Il fenomeno dei medicanes, cicloni mediterranei che mostrano caratteristiche simili ai cicloni tropicali, è un argomento di grande interesse nel campo delle scienze meteorologiche. Questi eventi, che si verificano con una frequenza di 1-2 volte all’anno, sono caratterizzati da venti di forza uragano e precipitazioni intense. Nonostante sia complesso prevedere se il riscaldamento globale influenzerà la loro frequenza, è certo che l’intensità dei medicanes è destinata a crescere a causa dell’aumento della temperatura del Mar Mediterraneo, la principale fonte di energia per questi fenomeni meteo.
La peculiarità dei medicanes risiede nelle loro proprietà, che combinano elementi sia dei cicloni tropicali che delle depressioni frontali di media latitudine. La loro formazione è spesso legata all’arrivo di un sistema di bassa pressione proveniente dall’Atlantico e alla presenza di un forte gradiente di temperatura tra il mare e la troposfera superiore. Questo favorisce la convezione e i temporali intorno al centro del ciclone, che possono innescare il passaggio da tempeste extratropicali a tempeste tropicali. I medicanes, a differenza dei cicloni tropicali, sono di dimensioni ridotte e possono verificarsi in qualsiasi stagione, grazie ai forti gradienti di temperatura tra mare e atmosfera, spesso causati dall’intrusione di aria artica nel bacino del Mediterraneo.

Dettagli del problema: Secondo il testo sui medicanes, con quale frequenza si verificano questi eventi? Rispondi per favore in poche parole.

Voci estratte:
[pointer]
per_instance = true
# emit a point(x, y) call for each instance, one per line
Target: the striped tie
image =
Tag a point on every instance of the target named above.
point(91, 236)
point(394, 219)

Risultato del compito: 1-2 volte all'anno.